Rewrite these lines, swapping "Quickstart" for "Practice" throughout and leaving every other word as it is. Omit the pictures from your answer.
-- START Data supplied --
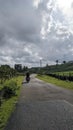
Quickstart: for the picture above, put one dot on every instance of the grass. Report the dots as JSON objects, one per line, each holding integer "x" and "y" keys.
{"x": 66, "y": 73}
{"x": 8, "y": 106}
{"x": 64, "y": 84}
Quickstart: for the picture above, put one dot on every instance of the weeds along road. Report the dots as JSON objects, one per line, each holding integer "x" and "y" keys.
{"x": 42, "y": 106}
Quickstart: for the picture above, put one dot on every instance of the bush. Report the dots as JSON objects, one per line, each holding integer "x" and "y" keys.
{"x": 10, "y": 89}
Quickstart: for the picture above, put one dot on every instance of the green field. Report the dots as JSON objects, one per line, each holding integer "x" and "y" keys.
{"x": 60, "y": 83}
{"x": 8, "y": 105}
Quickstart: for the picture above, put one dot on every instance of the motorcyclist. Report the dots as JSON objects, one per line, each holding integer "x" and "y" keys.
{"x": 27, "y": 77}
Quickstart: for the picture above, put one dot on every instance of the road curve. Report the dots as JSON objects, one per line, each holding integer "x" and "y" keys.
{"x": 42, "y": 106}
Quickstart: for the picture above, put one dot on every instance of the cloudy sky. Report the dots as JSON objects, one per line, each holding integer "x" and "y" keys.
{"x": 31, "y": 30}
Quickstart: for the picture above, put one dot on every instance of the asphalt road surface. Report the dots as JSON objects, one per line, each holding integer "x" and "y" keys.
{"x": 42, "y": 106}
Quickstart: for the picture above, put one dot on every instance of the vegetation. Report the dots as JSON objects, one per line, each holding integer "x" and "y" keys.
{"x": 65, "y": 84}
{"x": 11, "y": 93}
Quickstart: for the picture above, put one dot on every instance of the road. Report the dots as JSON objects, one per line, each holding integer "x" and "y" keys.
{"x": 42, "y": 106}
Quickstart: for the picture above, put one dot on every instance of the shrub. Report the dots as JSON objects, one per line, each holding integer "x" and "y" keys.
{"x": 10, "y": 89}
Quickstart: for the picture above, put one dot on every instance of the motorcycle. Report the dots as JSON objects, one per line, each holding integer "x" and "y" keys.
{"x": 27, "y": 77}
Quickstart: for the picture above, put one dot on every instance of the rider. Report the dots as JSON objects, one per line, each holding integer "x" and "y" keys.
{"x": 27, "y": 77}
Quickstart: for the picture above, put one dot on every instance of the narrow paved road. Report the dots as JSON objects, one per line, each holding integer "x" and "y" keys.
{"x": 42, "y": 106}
-- END Data supplied --
## Correct response
Practice: for the picture above, put one dot on every instance of the grass. Report the dots as JSON objects, one per line, each holding integer "x" and "y" keys.
{"x": 66, "y": 73}
{"x": 8, "y": 106}
{"x": 64, "y": 84}
Practice: for the picture above, put one dot on every instance of the weeds along road. Report the dots as JSON objects, one per line, each holding integer "x" and "y" keys.
{"x": 42, "y": 106}
Practice: for the picture above, put one dot on every instance of the bush. Report the dots as JSON objects, one per line, each holding integer "x" and "y" keys.
{"x": 10, "y": 89}
Practice: for the picture above, put one dot on every instance of the green field. Report the dots as JSON objects, one per line, each holding integer "x" and "y" keys.
{"x": 60, "y": 83}
{"x": 8, "y": 105}
Practice: for the picture above, put one dot on every instance of the motorcyclist. Report the dots as JSON objects, one per line, each holding integer "x" and "y" keys.
{"x": 27, "y": 77}
Practice: for the picture above, put one dot on every instance of the road curve. Report the dots as JSON objects, one per line, each holding integer "x" and "y" keys.
{"x": 42, "y": 106}
Practice: for the picture above, put one dot on every instance of the cloudy sky. Report the dots as JSON objects, one per line, each holding integer "x" and "y" keys.
{"x": 31, "y": 30}
Practice: for the picture above, put one dot on every instance of the asphalt road surface. Report the dots as JSON objects, one per line, each holding integer "x" and "y" keys.
{"x": 42, "y": 106}
Practice: for the picture above, put one dot on every instance of the vegetation. Report the dots as JSON objects, one per line, each holding integer "x" and "y" keys.
{"x": 65, "y": 84}
{"x": 11, "y": 93}
Practice: for the picture above, put one dot on every instance of the road. Report the dots as JSON objects, one per line, each holding integer "x" and "y" keys.
{"x": 42, "y": 106}
Practice: for the picture above, put one dot on every instance of the shrub. Report the dots as JSON objects, one per line, each holding integer "x" and "y" keys.
{"x": 10, "y": 89}
Practice: for the picture above, put one dot on every instance of the motorcycle. Report the dots as JSON objects, one per line, each holding integer "x" and "y" keys.
{"x": 27, "y": 77}
Practice: for the picture above, put one dot on every instance of the rider. Report the dots as JSON objects, one per line, each holding integer "x" and "y" keys.
{"x": 27, "y": 77}
Practice: for the picture above, put one dot on every instance of the narrow paved road. Report the dots as JSON objects, one per line, each holding integer "x" and "y" keys.
{"x": 42, "y": 106}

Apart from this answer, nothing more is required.